SET PROBLEM 1: From the Plumpton recording page below, list each track title and its duration in the "Track List" section, in order.

SOURCE PASSAGE:
[BEGIN]
Pink Floyd - Plumpton, Recorder 1, 3rd gen (Marbal-Neonknight) (24-96)
 
Album info
 
Recording Date  : 08-08-1969
     
Length  : 35:44
Format  : FLAC
Track List
 
01 Announcements 01:02
02 Set The Controls For The Heart Of The Sun 09:46
03 Tuning up 00:44
04 Cymbaline 09:30
05 The Beginning 03:36
06 Beset By Creatures Of The Deep 06:07
07 The Narrow Way 04:59

Notes
Recorded at the 9th National Jazz & Blues Festival, Plumpton Racecourse, Plumpton, Sussex, UK. Great audience recording.


From the info file:

Pink Floyd 1969-08-08 Plumpton, Recorder 1, Marbal 3rd gen (24bit/96kHz)

Pink Floyd
8 August 1969
9th National Jazz & Blues Festival, Plumpton Racecourse, Plumpton, Sussex, England

Lineage: 3rd Gen Maxell Epitaxial XLII90 chrome cassette > *Technics RS-B965-M > Focusrite Saffire Pro 14 > Reaper v4.61 and iZotope RX3 > FLAC (24bit/96kHz)

xACT used to create FFP
*The Technics RS-B965-M is a modified deck - for details see the Tapeheads.net forum

01 Announcements and tuneups
02 Set The Controls For The Heart Of The Sun
03 Tuneups
04 Cymbaline
'The Journey'
05 The Beginning
06 Beset By Creatures Of The Deep
07 The Narrow Way

Total running time: 35 mins 44 secs

A single channel transfer of marbal's copy of Anders V's recording. Marbal received his tape in 1988 and it was recorded with Dolby B.

Like all copies of this recorder, the recording has a very low level hum at around 60Hz. I tackled it using iZotope's remove hum module and it is now largely eliminated.
[END]
[Items listed in a dataset]
[BEGIN]
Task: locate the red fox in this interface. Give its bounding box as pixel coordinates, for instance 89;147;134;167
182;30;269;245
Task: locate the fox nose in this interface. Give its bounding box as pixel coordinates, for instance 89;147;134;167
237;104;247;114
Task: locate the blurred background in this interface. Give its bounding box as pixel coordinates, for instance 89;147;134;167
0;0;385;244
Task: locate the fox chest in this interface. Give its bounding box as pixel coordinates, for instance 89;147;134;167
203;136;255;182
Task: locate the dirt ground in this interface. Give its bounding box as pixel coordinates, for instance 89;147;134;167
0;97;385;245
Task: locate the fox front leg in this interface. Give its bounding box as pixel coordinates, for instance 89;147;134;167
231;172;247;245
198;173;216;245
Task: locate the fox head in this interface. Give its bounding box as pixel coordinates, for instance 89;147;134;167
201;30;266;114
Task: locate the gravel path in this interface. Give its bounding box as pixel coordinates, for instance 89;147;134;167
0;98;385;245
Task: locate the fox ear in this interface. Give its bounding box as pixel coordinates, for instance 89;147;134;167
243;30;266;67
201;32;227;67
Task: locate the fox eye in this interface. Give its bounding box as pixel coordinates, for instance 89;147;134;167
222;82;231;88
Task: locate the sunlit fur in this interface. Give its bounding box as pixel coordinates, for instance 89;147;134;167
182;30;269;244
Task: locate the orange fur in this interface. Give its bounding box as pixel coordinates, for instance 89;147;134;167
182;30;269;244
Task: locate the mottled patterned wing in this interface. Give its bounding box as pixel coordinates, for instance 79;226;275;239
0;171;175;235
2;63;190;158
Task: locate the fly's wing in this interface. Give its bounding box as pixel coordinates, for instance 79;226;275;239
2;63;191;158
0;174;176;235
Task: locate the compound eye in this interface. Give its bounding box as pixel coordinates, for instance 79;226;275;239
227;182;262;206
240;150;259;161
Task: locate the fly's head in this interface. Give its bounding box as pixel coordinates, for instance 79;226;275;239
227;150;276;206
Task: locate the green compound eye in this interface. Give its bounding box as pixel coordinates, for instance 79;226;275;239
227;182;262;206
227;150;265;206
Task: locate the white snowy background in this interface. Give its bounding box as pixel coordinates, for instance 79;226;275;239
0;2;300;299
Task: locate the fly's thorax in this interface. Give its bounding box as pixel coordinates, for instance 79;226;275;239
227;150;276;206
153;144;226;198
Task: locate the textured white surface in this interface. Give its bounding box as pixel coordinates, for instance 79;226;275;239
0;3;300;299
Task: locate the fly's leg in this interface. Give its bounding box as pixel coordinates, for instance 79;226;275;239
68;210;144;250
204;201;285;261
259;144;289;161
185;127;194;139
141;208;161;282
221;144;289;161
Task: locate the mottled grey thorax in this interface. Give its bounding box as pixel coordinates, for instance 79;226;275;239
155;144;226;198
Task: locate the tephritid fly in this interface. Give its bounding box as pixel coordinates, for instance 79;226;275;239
[END]
SET PROBLEM 2: Rewrite the listing lines as a Markdown table with columns Row and Line, starting at the line that contains "Task: locate the fly's thorax" and ending at the line that contains "0;3;300;299". Skip blank lines.

TASK OUTPUT 1:
- Announcements (01:02)
- Set The Controls For The Heart Of The Sun (09:46)
- Tuning up (00:44)
- Cymbaline (09:30)
- The Beginning (03:36)
- Beset By Creatures Of The Deep (06:07)
- The Narrow Way (04:59)

TASK OUTPUT 2:
| Row | Line |
|---|---|
| 1 | Task: locate the fly's thorax in this interface. Give its bounding box as pixel coordinates, for instance 79;226;275;239 |
| 2 | 227;150;276;206 |
| 3 | 153;144;226;198 |
| 4 | Task: locate the textured white surface in this interface. Give its bounding box as pixel coordinates, for instance 79;226;275;239 |
| 5 | 0;3;300;299 |